[Collected data]
==================================================
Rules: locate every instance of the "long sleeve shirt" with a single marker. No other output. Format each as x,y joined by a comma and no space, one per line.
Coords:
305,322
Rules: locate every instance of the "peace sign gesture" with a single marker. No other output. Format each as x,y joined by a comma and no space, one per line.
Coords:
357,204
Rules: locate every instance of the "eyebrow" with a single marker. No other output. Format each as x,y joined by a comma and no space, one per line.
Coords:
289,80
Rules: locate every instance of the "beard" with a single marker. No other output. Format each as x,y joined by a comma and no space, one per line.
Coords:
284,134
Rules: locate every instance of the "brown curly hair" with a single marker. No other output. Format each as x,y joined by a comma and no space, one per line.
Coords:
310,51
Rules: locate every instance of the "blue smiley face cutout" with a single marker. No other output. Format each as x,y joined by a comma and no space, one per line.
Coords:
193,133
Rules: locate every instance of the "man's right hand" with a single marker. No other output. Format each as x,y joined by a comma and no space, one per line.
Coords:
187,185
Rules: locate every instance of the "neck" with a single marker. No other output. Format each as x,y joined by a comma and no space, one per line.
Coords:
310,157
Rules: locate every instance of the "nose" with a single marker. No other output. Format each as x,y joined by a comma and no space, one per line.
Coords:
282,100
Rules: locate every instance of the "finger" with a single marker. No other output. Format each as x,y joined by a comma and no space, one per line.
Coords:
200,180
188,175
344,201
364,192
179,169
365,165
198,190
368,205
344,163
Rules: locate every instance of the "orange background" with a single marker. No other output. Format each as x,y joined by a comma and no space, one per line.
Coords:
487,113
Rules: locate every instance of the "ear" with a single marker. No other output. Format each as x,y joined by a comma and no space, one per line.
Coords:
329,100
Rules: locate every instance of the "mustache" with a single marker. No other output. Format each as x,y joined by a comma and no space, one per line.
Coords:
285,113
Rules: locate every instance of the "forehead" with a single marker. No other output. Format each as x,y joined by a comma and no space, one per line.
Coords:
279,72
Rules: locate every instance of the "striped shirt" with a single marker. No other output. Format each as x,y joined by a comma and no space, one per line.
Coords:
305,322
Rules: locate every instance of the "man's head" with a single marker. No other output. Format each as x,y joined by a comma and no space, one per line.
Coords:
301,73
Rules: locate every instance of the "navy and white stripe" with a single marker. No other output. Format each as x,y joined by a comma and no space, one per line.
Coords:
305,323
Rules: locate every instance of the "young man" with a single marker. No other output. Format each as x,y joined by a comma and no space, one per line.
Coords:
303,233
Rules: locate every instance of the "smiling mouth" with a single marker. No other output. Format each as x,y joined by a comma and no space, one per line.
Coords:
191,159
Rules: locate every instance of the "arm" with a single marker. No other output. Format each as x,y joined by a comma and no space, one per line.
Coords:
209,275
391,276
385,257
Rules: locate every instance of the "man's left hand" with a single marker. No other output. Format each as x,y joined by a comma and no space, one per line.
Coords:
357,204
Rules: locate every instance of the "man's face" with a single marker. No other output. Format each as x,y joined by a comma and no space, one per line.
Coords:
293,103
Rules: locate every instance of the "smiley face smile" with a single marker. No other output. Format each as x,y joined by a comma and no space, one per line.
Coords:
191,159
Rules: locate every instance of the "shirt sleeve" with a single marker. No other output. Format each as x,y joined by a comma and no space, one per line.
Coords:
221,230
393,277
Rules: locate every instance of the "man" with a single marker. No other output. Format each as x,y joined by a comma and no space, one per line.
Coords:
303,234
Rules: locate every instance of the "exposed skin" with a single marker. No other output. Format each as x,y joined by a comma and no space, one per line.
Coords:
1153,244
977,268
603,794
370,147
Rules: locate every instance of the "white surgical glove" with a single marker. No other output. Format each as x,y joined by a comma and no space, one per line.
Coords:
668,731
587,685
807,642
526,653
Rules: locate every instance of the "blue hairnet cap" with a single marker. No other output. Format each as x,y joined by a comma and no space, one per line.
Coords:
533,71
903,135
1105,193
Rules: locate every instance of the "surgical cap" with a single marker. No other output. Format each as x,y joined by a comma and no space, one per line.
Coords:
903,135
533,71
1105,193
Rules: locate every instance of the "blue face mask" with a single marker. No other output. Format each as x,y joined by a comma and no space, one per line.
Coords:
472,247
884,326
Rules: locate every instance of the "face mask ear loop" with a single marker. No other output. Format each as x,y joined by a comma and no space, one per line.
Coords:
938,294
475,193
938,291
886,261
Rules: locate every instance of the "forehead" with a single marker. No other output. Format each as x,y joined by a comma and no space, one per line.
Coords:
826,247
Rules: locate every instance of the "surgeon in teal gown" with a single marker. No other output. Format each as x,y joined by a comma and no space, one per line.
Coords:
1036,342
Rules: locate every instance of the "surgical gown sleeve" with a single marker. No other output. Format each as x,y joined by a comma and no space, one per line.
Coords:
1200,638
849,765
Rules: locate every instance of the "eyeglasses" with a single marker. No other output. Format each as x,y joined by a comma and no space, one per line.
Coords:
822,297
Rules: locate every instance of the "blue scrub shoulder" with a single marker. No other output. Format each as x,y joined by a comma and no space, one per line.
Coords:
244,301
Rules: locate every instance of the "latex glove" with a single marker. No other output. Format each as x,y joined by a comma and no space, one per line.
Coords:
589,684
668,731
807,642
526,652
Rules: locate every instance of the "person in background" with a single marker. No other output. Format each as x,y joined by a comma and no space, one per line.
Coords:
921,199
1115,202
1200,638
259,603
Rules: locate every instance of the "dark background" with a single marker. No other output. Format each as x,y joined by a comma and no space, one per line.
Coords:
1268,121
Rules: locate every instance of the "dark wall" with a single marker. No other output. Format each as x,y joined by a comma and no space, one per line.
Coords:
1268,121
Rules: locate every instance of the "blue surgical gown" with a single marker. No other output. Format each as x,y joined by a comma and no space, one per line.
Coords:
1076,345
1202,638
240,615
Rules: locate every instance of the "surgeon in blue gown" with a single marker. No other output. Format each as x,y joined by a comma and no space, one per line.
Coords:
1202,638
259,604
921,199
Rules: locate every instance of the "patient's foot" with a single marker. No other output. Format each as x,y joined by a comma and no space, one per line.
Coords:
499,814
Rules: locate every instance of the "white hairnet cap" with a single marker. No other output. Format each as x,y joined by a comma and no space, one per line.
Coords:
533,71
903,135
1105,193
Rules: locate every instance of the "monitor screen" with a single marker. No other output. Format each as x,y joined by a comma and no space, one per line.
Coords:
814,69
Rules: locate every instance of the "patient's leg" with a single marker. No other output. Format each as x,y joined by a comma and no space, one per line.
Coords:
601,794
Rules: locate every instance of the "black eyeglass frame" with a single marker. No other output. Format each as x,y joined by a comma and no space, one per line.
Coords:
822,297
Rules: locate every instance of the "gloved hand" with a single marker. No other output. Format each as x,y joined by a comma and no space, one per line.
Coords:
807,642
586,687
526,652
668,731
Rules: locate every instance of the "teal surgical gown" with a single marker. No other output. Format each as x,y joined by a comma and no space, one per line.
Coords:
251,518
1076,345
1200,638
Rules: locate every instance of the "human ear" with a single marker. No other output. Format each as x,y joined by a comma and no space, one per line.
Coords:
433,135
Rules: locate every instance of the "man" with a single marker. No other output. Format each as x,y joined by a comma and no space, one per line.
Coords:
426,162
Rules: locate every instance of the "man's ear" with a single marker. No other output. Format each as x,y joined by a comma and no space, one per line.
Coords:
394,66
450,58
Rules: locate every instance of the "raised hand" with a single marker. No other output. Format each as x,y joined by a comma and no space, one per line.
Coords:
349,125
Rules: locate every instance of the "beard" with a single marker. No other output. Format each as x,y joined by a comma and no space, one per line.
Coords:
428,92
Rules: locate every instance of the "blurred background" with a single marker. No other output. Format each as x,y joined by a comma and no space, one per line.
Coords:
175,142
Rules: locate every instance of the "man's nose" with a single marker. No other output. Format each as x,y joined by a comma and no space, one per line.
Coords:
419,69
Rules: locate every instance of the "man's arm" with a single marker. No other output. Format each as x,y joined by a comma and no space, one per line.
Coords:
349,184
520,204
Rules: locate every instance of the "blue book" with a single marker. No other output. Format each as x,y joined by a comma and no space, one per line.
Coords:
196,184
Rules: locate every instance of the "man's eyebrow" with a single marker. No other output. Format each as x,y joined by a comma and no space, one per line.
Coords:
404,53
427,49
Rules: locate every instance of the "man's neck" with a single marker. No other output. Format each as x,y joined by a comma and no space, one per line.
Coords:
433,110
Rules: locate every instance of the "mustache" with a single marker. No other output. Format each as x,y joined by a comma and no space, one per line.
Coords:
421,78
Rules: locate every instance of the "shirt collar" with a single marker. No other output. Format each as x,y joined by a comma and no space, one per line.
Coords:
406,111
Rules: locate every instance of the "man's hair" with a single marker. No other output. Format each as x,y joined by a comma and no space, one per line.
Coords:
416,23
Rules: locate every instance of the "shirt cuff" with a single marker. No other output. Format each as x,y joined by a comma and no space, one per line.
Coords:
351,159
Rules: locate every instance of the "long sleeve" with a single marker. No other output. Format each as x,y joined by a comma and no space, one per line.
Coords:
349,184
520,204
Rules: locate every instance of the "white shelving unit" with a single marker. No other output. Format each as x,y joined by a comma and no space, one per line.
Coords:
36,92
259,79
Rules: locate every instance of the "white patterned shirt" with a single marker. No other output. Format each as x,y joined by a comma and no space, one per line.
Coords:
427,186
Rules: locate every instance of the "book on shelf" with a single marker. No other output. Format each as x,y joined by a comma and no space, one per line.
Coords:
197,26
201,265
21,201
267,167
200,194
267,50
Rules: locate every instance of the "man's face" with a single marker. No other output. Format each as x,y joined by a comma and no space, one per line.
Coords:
==================================================
§ Required work:
Find every line in the records above that contains the string "background", and copy each one out.

§ Exercise output:
Rules: locate every instance of the "orange background" with a single marker. No other output. Format each as x,y joined by a comma and no space, one per line.
Rules: locate every instance of the "person in background" with a single marker. No other output. Format each as x,y joined by a comma and no space, one per line.
Rules: locate every instance of the "dark background" with a single marker. No other output. Format each as x,y joined by a comma and no space, one per line.
Rules: locate every instance of the "blurred background" with a single marker. No other output. Format each as x,y joined by a comma and no space, one per line.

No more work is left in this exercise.